# Stored data
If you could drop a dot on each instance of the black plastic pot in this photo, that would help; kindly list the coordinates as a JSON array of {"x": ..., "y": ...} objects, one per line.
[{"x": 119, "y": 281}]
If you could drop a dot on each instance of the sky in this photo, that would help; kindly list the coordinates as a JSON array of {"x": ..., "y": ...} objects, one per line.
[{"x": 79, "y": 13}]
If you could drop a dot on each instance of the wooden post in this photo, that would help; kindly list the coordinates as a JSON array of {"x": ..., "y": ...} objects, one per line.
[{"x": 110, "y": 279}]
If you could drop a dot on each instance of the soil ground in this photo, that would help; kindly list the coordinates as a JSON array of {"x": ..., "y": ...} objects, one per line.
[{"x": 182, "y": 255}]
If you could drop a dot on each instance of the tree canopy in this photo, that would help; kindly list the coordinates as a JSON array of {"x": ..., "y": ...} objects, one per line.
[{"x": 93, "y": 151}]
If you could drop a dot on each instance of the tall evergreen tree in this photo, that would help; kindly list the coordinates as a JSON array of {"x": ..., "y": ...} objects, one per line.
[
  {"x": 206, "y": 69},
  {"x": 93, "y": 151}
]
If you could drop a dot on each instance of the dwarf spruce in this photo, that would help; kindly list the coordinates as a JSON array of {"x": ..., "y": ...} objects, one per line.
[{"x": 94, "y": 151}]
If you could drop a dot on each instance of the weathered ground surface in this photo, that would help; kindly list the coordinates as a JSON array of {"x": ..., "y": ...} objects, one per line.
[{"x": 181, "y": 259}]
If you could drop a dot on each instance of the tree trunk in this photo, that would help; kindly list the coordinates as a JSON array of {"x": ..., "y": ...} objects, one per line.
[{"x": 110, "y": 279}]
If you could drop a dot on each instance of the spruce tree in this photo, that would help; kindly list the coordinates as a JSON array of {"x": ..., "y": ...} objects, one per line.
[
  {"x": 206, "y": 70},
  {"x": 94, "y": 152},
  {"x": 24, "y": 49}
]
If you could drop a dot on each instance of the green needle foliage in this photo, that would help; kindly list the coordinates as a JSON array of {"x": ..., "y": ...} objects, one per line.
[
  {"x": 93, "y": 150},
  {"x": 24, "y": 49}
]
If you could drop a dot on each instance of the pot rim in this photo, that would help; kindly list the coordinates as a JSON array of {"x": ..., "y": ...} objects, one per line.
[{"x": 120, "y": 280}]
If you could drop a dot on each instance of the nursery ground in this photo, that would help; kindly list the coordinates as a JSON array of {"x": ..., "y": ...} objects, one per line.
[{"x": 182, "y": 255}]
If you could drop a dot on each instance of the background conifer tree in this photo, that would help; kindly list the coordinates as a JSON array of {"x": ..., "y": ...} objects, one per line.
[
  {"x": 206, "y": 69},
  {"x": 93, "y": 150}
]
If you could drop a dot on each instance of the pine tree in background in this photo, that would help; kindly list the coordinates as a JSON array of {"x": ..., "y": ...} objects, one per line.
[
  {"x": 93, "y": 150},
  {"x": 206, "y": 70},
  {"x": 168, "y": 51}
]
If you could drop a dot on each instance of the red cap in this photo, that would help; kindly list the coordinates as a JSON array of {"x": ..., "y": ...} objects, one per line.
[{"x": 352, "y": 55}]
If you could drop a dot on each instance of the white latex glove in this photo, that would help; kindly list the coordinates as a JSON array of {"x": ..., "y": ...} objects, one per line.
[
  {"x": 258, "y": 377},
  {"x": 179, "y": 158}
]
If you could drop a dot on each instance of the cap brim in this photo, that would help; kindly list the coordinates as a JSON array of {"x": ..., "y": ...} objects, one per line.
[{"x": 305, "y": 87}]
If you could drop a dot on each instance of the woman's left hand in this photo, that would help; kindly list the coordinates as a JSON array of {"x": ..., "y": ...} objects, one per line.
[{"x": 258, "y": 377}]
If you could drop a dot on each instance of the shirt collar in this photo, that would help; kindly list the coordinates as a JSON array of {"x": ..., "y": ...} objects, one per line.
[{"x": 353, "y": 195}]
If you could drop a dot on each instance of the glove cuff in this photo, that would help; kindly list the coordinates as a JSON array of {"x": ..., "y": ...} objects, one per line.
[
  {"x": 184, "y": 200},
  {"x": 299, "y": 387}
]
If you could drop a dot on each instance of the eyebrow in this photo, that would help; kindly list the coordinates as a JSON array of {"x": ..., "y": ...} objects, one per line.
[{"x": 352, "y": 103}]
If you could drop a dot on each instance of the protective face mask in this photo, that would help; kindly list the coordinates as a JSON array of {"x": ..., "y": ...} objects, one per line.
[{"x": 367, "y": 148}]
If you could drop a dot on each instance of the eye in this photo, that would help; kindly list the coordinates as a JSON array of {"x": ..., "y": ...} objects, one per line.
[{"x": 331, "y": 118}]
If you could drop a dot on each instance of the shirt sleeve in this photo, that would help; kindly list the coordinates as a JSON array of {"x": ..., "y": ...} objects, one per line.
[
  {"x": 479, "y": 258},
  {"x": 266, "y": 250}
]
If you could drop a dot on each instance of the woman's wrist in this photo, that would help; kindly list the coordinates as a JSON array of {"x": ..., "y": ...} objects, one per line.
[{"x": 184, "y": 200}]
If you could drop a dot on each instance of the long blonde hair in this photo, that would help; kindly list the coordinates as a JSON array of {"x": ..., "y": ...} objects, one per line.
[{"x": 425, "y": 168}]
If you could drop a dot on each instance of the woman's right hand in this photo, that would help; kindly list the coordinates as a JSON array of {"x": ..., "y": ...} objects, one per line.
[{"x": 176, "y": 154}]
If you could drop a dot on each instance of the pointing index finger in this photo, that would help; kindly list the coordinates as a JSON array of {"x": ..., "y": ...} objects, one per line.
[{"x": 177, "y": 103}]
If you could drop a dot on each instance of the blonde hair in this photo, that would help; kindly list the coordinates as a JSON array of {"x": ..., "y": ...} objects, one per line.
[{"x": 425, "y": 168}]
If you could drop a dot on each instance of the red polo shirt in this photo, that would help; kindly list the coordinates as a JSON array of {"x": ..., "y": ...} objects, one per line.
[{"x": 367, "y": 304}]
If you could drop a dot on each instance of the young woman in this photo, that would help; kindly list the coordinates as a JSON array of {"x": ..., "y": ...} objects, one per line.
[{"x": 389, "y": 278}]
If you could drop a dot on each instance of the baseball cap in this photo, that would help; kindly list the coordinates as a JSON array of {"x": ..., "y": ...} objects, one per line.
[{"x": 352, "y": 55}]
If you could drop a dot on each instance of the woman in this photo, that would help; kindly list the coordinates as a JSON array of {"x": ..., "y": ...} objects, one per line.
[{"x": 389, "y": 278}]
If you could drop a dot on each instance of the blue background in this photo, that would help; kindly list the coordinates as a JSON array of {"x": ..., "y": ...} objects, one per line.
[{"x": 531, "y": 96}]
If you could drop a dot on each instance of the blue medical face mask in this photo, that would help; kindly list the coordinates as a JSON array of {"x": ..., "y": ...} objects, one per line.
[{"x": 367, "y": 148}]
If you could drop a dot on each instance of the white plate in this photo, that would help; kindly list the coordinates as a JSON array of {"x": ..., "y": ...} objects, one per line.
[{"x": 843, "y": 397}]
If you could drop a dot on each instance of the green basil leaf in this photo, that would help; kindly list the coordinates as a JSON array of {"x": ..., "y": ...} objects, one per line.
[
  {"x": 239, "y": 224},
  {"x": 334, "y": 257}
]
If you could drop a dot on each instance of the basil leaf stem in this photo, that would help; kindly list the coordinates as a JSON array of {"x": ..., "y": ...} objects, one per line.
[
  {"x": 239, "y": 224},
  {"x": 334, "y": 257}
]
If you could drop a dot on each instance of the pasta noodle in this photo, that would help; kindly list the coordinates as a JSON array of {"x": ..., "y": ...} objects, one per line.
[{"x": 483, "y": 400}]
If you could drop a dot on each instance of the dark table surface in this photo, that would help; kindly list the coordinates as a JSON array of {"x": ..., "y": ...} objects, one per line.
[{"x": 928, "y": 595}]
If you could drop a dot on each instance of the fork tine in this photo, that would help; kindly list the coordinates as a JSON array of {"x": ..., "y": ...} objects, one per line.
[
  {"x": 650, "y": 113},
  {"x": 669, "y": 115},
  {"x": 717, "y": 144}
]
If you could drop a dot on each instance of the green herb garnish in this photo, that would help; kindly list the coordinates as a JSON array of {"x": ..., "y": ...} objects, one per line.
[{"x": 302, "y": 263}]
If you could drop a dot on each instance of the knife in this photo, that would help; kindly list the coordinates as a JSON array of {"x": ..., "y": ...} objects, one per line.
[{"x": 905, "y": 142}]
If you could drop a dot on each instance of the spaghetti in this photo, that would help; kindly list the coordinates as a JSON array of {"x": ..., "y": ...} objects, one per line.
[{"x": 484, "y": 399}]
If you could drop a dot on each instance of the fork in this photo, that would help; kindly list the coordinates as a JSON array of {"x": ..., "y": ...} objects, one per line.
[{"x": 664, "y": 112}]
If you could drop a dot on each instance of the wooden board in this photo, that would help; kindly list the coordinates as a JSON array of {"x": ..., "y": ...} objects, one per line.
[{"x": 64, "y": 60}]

# Exercise details
Starting with the line that has "the wooden board", print each remaining line of the listing exactly.

# Response box
If you could drop a dot on each instance of the wooden board in this photo, that would help; kindly list the coordinates as a JSON array of {"x": ..., "y": ...} objects, one per line.
[{"x": 64, "y": 60}]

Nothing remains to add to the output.